:: DATA SHOWN ::
--- START ---
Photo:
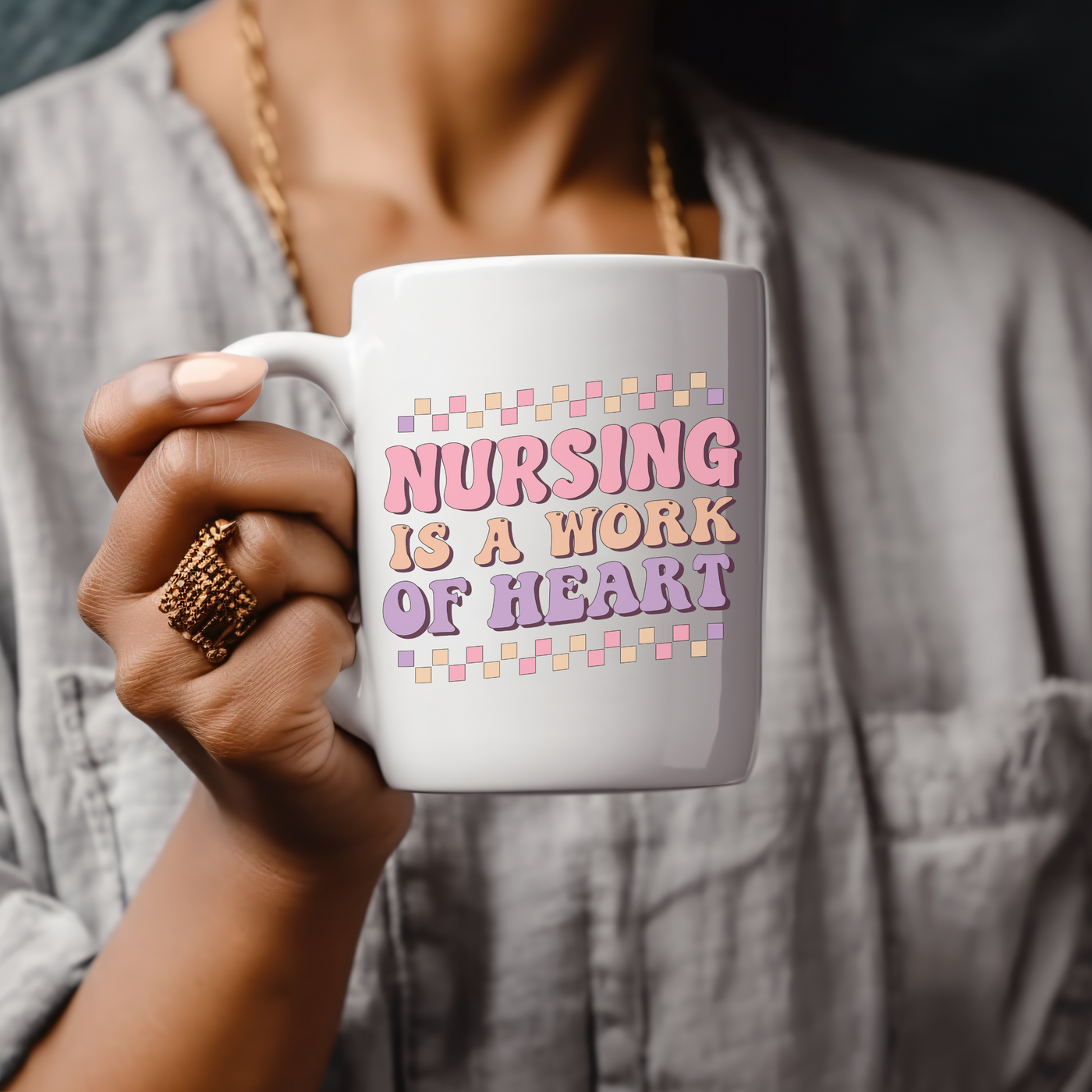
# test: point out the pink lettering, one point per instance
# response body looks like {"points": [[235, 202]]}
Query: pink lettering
{"points": [[706, 463], [660, 449], [413, 472], [566, 449], [456, 493], [518, 474]]}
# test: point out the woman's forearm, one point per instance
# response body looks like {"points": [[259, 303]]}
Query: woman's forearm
{"points": [[227, 971]]}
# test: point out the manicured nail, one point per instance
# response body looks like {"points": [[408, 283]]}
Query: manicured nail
{"points": [[207, 379]]}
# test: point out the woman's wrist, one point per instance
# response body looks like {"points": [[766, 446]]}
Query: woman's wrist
{"points": [[284, 868]]}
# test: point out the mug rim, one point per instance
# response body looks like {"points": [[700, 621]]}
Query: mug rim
{"points": [[500, 261]]}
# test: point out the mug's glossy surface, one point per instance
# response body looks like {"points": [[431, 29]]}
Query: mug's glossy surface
{"points": [[562, 484]]}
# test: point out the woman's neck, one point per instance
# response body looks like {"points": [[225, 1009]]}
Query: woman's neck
{"points": [[414, 129]]}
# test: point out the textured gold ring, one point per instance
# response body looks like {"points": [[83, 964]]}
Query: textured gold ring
{"points": [[205, 601]]}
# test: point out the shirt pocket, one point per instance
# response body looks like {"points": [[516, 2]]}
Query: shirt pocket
{"points": [[982, 815], [127, 788]]}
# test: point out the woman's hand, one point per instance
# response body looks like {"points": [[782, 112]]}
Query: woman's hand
{"points": [[229, 969], [254, 729]]}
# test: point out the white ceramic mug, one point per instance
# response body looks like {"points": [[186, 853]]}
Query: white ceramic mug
{"points": [[505, 644]]}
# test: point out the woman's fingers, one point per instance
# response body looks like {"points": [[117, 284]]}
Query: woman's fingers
{"points": [[265, 698], [276, 555], [128, 417], [196, 475]]}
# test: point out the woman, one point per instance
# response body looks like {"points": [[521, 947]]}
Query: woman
{"points": [[899, 892]]}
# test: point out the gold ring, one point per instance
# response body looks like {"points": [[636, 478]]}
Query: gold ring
{"points": [[205, 601]]}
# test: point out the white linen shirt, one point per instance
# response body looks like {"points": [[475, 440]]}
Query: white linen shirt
{"points": [[899, 895]]}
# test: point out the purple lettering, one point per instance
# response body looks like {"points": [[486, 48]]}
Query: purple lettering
{"points": [[516, 600], [445, 594], [406, 609], [614, 580], [663, 590], [712, 590], [566, 603]]}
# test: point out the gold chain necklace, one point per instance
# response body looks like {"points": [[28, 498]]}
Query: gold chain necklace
{"points": [[265, 158]]}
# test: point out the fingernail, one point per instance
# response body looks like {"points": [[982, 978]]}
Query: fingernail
{"points": [[207, 379]]}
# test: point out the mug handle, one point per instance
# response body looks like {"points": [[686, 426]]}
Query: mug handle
{"points": [[324, 362]]}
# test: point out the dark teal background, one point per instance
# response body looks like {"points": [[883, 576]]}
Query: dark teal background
{"points": [[1001, 87]]}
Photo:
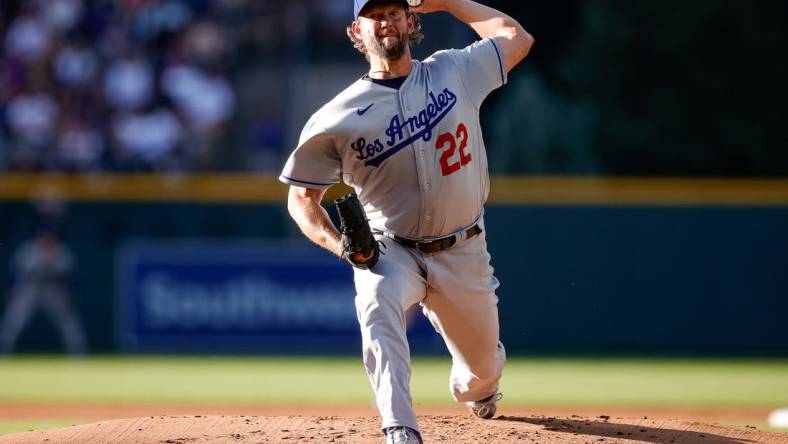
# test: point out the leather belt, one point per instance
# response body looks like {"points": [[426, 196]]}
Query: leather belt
{"points": [[436, 245]]}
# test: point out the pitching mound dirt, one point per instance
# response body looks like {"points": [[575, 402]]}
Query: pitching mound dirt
{"points": [[449, 429]]}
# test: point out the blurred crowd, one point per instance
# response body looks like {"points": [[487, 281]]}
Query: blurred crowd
{"points": [[122, 85]]}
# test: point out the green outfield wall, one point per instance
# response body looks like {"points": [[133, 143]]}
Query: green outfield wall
{"points": [[586, 265]]}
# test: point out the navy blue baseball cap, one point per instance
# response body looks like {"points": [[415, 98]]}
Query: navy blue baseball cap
{"points": [[358, 5]]}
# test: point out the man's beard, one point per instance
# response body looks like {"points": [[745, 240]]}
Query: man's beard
{"points": [[375, 46]]}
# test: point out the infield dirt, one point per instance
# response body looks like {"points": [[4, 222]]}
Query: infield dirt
{"points": [[360, 425], [449, 429]]}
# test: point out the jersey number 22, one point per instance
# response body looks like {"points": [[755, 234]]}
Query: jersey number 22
{"points": [[448, 141]]}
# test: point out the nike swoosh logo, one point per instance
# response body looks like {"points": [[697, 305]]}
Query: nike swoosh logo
{"points": [[362, 111]]}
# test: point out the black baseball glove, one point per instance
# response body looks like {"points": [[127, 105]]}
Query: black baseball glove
{"points": [[356, 234]]}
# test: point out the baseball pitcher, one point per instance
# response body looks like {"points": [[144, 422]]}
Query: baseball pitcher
{"points": [[406, 136]]}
--- END ---
:: EXERCISE INSTRUCTIONS ::
Give back exactly the lines from the top of the records to the line containing "# test: point out the woman's forearm, one", both included, and no pictures.

:: EXERCISE RESULT ::
Photo:
# test: point out the pink lettering, one point per instance
# response body looks like {"points": [[235, 202]]}
Query: pink lettering
{"points": [[706, 463], [660, 449], [413, 472], [566, 449], [456, 493], [518, 474]]}
# test: point out the woman's forearm, one point per instance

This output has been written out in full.